Description of the task:
Print the material below exactly as it appears, everything from the line containing "I need to verify whether any laptop lid" down to the line containing "213, 146, 235, 158", with both of those lines included.

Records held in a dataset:
>>>>
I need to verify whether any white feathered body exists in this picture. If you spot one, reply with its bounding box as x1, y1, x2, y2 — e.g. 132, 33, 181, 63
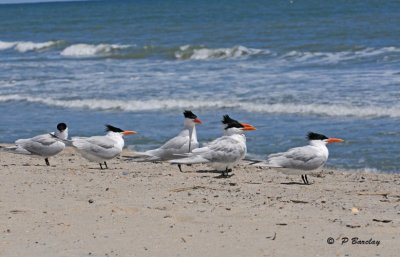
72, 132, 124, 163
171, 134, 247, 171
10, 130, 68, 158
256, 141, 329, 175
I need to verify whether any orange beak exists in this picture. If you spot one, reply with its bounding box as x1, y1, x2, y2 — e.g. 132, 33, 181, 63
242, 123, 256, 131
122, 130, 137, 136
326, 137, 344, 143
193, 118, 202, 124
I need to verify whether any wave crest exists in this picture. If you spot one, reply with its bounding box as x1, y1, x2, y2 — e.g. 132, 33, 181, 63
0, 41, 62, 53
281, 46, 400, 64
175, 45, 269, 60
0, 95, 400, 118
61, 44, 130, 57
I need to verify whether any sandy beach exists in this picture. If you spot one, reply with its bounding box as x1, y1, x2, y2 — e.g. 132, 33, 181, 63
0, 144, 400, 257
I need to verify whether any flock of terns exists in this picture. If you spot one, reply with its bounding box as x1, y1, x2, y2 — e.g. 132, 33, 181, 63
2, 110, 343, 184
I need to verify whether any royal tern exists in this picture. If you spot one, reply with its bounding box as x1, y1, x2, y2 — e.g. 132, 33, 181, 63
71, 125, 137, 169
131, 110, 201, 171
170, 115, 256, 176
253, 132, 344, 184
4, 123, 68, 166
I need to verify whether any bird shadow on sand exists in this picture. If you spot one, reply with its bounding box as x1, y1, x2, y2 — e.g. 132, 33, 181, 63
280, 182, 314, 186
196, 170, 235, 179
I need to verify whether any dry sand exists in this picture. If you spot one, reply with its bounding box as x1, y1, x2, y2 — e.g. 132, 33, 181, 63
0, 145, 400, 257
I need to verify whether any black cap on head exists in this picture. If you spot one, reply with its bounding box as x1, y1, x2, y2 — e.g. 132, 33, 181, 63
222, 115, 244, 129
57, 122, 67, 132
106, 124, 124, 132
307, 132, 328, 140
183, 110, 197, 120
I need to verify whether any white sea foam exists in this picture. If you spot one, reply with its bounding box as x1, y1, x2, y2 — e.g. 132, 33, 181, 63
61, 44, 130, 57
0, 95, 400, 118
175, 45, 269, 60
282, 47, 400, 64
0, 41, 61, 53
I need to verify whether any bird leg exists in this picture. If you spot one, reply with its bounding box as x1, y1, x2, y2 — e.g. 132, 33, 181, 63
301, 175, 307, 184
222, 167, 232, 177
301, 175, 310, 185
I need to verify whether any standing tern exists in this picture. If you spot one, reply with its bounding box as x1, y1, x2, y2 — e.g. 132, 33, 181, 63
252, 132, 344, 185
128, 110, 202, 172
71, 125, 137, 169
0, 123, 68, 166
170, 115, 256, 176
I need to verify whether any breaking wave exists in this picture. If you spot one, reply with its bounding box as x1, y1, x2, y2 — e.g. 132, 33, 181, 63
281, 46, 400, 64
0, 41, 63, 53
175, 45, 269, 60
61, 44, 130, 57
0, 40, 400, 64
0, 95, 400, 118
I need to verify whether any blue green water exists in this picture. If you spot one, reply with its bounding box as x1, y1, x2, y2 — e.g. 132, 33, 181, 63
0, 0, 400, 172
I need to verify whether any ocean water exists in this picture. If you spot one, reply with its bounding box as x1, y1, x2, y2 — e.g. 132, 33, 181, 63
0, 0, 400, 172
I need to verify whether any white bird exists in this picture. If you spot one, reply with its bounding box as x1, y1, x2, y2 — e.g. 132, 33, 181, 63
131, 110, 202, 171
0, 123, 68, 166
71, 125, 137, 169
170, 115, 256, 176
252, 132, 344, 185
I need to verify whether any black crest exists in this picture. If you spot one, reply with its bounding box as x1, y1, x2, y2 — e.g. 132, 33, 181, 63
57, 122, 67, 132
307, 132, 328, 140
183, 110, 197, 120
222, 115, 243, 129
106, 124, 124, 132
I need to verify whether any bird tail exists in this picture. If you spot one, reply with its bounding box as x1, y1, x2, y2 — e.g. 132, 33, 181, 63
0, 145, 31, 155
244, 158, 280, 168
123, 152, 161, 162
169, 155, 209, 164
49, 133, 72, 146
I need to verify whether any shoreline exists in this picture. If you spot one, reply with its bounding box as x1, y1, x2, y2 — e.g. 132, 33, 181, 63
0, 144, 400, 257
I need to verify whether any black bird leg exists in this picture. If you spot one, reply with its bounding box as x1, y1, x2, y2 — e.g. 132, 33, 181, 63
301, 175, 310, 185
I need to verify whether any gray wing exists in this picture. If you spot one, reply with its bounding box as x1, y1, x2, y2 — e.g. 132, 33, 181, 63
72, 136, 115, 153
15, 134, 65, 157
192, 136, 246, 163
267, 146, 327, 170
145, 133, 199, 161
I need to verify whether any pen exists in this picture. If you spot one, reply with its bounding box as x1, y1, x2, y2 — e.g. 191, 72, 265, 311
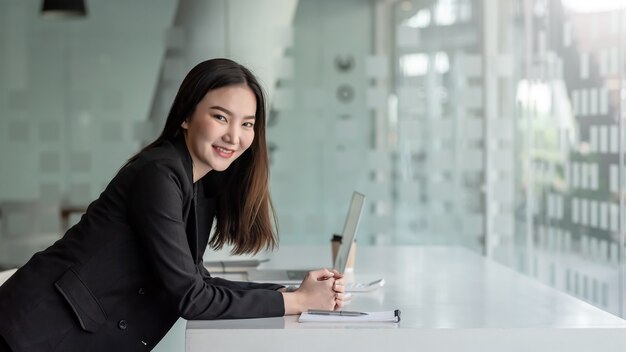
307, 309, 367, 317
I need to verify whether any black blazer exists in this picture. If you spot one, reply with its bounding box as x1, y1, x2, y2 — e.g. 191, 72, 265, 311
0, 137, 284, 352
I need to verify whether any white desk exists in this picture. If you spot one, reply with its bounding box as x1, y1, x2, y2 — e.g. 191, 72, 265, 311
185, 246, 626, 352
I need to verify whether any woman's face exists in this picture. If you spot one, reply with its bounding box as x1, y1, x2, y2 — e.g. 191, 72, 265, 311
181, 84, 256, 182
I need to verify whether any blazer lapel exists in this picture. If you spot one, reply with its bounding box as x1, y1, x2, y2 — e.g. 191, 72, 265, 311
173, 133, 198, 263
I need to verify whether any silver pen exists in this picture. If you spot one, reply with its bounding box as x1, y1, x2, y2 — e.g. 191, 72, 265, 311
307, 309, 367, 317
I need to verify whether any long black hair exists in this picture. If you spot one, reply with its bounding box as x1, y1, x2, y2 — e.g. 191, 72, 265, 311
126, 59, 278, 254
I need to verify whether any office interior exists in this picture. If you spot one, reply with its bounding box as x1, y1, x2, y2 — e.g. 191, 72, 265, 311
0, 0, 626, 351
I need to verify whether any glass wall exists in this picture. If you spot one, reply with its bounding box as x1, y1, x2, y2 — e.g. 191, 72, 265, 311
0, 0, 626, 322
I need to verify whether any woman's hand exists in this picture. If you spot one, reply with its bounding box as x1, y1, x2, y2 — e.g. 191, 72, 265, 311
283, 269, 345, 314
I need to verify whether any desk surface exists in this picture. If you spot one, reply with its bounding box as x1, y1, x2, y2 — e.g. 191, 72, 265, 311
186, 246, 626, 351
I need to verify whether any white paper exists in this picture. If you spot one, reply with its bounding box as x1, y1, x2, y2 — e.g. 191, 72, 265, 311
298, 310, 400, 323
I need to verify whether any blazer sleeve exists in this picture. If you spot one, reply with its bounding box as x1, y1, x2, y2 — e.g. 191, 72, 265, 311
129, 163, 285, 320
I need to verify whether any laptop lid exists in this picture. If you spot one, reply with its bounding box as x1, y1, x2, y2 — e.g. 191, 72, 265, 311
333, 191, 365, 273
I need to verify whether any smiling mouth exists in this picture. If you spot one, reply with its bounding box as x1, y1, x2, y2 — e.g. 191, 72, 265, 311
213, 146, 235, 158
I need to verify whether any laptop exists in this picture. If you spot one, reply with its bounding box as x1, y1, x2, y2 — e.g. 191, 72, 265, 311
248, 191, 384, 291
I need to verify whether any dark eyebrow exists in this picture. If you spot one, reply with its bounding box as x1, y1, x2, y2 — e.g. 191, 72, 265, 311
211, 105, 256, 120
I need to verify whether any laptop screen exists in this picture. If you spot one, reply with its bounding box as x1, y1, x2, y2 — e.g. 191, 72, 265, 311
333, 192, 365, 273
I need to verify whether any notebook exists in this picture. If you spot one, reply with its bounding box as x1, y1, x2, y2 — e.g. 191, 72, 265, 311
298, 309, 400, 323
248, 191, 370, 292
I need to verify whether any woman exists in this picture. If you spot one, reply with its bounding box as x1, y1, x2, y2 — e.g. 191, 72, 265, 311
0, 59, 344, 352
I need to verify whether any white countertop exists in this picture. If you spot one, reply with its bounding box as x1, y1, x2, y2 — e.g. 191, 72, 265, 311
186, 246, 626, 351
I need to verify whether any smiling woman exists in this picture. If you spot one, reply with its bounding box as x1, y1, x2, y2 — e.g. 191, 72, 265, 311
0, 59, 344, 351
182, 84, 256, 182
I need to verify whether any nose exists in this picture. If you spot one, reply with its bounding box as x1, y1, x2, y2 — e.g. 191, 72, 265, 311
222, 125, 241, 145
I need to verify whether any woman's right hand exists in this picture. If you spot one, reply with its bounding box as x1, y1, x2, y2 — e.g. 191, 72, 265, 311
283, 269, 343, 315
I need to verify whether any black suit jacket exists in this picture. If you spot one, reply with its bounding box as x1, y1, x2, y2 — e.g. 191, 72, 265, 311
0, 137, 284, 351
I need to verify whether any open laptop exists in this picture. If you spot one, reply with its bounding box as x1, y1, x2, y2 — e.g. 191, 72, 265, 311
<<<<
Response:
I need to verify whether any laptop lid exists in this picture. If you spot one, reply with its bounding box as x1, y1, x2, y2 — e.g. 191, 72, 265, 311
333, 191, 365, 273
I need to verify whether any smiling mouth exists in this picture. If you spot one, reply with its bounding box as x1, y1, x2, y2 — e.g. 191, 72, 265, 311
213, 146, 235, 158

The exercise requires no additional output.